▸ TASK DIRECTIONS:
Give back all of the data exactly. Leave nothing out.

▸ WORKING DATA:
/---

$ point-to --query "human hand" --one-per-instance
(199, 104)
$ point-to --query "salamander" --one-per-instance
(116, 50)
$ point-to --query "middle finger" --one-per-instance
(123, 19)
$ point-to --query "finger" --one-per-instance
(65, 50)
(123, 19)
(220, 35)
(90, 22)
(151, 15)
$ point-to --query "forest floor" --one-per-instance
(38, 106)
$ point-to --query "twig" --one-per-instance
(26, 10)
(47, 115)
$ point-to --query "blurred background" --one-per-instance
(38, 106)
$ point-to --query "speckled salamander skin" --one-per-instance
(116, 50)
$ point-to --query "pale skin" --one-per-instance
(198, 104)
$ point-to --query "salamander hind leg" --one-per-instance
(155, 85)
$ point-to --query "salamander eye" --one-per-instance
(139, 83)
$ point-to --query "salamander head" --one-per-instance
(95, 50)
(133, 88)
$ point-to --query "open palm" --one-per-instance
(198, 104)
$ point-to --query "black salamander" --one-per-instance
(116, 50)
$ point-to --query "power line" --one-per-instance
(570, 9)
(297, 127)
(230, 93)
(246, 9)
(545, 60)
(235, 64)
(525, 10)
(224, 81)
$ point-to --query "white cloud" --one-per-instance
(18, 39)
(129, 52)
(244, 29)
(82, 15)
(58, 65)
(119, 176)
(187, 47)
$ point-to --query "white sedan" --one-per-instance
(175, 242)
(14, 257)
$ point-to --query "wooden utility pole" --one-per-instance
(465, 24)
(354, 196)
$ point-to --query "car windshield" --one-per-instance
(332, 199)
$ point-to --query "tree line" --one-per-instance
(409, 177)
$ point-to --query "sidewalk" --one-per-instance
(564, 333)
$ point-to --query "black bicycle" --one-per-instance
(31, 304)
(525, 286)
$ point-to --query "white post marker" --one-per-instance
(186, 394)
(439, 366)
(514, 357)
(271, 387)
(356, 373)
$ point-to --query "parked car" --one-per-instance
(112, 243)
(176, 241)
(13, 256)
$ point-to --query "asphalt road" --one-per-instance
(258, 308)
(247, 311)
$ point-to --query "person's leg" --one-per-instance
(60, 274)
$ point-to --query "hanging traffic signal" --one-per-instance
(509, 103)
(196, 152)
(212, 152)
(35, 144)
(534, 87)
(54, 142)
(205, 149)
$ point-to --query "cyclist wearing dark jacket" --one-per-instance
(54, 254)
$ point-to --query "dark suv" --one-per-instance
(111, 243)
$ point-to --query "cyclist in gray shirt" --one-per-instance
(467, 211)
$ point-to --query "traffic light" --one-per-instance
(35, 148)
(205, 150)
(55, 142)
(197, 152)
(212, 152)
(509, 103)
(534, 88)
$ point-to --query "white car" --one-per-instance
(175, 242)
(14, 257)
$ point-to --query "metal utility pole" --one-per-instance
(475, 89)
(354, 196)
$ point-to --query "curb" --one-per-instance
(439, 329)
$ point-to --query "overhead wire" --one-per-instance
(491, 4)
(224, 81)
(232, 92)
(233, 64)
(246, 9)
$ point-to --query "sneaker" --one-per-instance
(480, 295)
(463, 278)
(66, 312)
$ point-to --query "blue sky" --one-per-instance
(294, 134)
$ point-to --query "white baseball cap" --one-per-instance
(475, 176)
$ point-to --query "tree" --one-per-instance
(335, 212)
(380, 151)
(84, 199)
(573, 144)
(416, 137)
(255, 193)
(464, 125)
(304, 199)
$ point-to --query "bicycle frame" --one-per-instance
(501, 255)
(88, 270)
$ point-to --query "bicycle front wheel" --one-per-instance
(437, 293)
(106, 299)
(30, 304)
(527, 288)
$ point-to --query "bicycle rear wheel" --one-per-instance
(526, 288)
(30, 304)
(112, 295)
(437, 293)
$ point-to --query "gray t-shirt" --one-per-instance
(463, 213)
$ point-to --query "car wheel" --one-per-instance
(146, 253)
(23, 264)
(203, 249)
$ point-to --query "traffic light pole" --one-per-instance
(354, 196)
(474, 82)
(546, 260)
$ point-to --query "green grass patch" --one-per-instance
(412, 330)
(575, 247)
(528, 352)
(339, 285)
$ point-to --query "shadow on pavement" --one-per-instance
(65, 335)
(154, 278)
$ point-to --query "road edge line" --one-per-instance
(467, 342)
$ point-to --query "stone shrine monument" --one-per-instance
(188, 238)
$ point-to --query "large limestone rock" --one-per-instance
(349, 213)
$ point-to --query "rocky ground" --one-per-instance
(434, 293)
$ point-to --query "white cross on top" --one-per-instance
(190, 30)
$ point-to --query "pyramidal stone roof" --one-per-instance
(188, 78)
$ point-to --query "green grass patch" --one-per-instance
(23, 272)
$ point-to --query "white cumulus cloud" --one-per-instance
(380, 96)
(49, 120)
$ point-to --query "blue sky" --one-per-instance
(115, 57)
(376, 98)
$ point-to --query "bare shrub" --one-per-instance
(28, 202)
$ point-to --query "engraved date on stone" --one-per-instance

\---

▸ REPLY TO THE EXERCISE:
$ point-to --query "human hand" --one-per-instance
(199, 104)
$ point-to --query "salamander" --one-per-instance
(116, 50)
$ point-to --query "middle finger" --one-per-instance
(123, 19)
$ point-to --query "finger" --one-per-instance
(65, 50)
(123, 19)
(220, 35)
(90, 22)
(151, 15)
$ point-to --query "forest floor" --one-per-instance
(38, 106)
$ point-to --query "twig" --one-per-instance
(26, 10)
(47, 115)
$ point-to --query "blurred background" --one-per-instance
(38, 106)
$ point-to --query "speckled salamander skin" --one-per-instance
(116, 50)
$ point-to --query "pale skin" --one-per-instance
(198, 104)
$ point-to --query "salamander hind leg" --one-per-instance
(155, 85)
$ point-to --query "salamander eye" --one-per-instance
(139, 83)
$ point-to --query "salamander head" --one-per-instance
(95, 50)
(133, 88)
$ point-to --query "open palm" --one-per-instance
(198, 104)
$ point-to --query "black salamander" --one-per-instance
(116, 50)
$ point-to --query "power line" --one-per-instance
(570, 9)
(297, 127)
(230, 93)
(246, 9)
(545, 60)
(235, 64)
(525, 10)
(224, 81)
$ point-to --query "white cloud" --one-per-instance
(18, 39)
(129, 52)
(244, 29)
(82, 15)
(58, 65)
(119, 176)
(187, 47)
$ point-to --query "white sedan" --one-per-instance
(175, 242)
(14, 257)
$ point-to --query "wooden utility pole" --one-per-instance
(465, 24)
(354, 196)
$ point-to --query "car windshield" --one-per-instance
(332, 199)
$ point-to --query "tree line" --one-per-instance
(409, 177)
$ point-to --query "sidewalk" --one-per-instance
(564, 333)
$ point-to --query "black bicycle" --one-per-instance
(31, 304)
(525, 286)
$ point-to --query "white post marker" --one-per-instance
(186, 394)
(439, 366)
(514, 357)
(271, 387)
(356, 373)
$ point-to --query "parked car" --one-per-instance
(112, 243)
(176, 241)
(13, 256)
$ point-to --query "asphalt road" --one-per-instance
(258, 308)
(247, 311)
$ point-to --query "person's leg" --one-per-instance
(60, 274)
$ point-to --query "hanging traffic signal" --one-per-instance
(509, 103)
(196, 152)
(212, 152)
(35, 144)
(534, 87)
(54, 142)
(205, 149)
$ point-to --query "cyclist wearing dark jacket" --one-per-instance
(54, 254)
$ point-to --query "dark suv" --one-per-instance
(111, 243)
$ point-to --query "cyclist in gray shirt" --one-per-instance
(467, 211)
$ point-to --query "traffic light" --one-per-instance
(35, 148)
(205, 150)
(55, 142)
(197, 152)
(212, 152)
(509, 103)
(534, 88)
$ point-to --query "white car" --one-per-instance
(175, 242)
(14, 257)
$ point-to --query "metal utility pole" --one-per-instance
(475, 89)
(354, 196)
$ point-to --query "curb" --one-per-instance
(439, 329)
$ point-to --query "overhead wire" --one-per-instance
(491, 4)
(224, 81)
(232, 92)
(233, 64)
(246, 9)
$ point-to --query "sneaker" --one-per-instance
(480, 295)
(463, 278)
(66, 312)
$ point-to --query "blue sky" --one-per-instance
(294, 134)
$ point-to --query "white baseball cap" --one-per-instance
(475, 176)
$ point-to --query "tree" --one-per-instance
(335, 212)
(380, 151)
(84, 199)
(573, 144)
(416, 137)
(255, 193)
(464, 125)
(304, 199)
$ point-to --query "bicycle frame" --one-per-instance
(501, 255)
(88, 270)
$ point-to --query "bicycle front wheel" --one-per-instance
(437, 293)
(106, 299)
(30, 304)
(527, 288)
$ point-to --query "bicycle rear wheel" --one-per-instance
(526, 288)
(30, 304)
(112, 295)
(437, 293)
$ point-to --query "gray t-shirt" --one-per-instance
(463, 213)
$ point-to --query "car wheel" --one-per-instance
(146, 253)
(23, 264)
(203, 249)
$ point-to --query "traffic light pole" --one-per-instance
(354, 196)
(474, 82)
(546, 260)
$ point-to --query "green grass patch" --one-per-instance
(412, 330)
(575, 247)
(528, 352)
(339, 285)
$ point-to --query "shadow on pavement" --one-per-instance
(65, 335)
(154, 278)
$ point-to --query "road edge line" --one-per-instance
(467, 342)
$ point-to --query "stone shrine monument" --one-per-instance
(188, 238)
$ point-to --query "large limestone rock" --one-per-instance
(349, 213)
$ point-to --query "rocky ground" --one-per-instance
(434, 293)
$ point-to --query "white cross on top" --one-per-instance
(190, 30)
$ point-to --query "pyramidal stone roof" --one-per-instance
(188, 78)
$ point-to --query "green grass patch" --one-per-instance
(23, 272)
$ point-to --query "white cumulus cloud" --one-per-instance
(380, 96)
(49, 120)
$ point-to --query "blue sky" --one-per-instance
(115, 57)
(376, 98)
$ point-to --query "bare shrub" --one-per-instance
(28, 202)
$ point-to --query "engraved date on stone" --one-per-instance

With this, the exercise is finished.